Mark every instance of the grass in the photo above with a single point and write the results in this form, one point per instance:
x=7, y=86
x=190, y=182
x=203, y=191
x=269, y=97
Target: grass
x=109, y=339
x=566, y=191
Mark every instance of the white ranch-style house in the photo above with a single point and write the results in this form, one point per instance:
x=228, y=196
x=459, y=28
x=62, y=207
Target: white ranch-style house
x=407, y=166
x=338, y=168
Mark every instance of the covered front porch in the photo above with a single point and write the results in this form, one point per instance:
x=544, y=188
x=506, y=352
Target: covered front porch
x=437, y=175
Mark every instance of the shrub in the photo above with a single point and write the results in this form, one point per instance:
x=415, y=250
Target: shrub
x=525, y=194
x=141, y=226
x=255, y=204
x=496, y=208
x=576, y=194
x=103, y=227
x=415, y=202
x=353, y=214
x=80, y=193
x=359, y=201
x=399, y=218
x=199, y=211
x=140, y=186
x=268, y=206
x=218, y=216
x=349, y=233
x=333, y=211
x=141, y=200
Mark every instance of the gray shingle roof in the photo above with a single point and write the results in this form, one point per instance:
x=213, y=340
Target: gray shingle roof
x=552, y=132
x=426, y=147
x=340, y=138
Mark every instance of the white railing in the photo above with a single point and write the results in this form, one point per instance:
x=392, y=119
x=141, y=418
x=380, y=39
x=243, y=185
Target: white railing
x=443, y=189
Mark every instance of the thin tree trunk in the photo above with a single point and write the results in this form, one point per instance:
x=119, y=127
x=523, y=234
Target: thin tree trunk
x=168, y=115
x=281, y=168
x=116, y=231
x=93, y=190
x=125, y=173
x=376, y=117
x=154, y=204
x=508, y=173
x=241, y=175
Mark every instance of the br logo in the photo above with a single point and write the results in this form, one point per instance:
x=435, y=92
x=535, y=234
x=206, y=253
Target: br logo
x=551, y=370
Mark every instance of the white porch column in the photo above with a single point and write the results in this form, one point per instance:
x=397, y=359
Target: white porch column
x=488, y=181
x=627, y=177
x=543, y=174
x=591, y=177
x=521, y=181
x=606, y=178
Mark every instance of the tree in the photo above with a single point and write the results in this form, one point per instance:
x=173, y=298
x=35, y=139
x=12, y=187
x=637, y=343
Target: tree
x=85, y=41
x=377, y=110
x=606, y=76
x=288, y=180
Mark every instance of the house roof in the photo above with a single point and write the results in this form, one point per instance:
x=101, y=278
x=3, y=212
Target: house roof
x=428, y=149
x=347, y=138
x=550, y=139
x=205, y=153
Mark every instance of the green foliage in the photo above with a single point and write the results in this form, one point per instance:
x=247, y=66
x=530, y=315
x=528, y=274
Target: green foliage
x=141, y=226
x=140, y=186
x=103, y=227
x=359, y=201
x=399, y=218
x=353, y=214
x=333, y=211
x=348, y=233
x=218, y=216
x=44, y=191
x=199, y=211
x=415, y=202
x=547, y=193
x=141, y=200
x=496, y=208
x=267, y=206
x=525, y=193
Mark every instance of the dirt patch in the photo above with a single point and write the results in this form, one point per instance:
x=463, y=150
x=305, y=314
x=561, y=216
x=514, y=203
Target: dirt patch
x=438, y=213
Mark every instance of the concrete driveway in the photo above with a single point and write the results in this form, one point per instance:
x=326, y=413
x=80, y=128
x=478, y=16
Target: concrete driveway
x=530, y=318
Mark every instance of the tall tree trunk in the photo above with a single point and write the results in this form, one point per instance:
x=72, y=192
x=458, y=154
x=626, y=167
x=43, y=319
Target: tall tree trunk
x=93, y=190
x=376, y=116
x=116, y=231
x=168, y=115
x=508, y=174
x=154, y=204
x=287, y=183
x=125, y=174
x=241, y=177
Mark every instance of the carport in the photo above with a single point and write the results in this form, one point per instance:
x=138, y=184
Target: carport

_ _ _

◆ WORK ORDER ◆
Taking the records from the top, repeat each line exactly until you have repeated the line that contains "x=415, y=250".

◆ RESULT ◆
Mark every instance of the grass in the photo above with a single point and write the results in this form, one point per instance:
x=7, y=86
x=190, y=182
x=203, y=191
x=269, y=97
Target: grass
x=109, y=339
x=566, y=191
Mark every instance of the white ranch-style house in the photo above with a single point and write the results in this form, one point per instance:
x=228, y=196
x=459, y=28
x=62, y=207
Target: white ranch-style house
x=407, y=166
x=338, y=168
Mark every instance of the covered front porch in the photo above with a single point and write the results in this form, one point per instance:
x=544, y=188
x=506, y=352
Target: covered front porch
x=437, y=175
Mark every instance of the shrub in the photo above with a single point and write the results in this form, one point per instance:
x=415, y=250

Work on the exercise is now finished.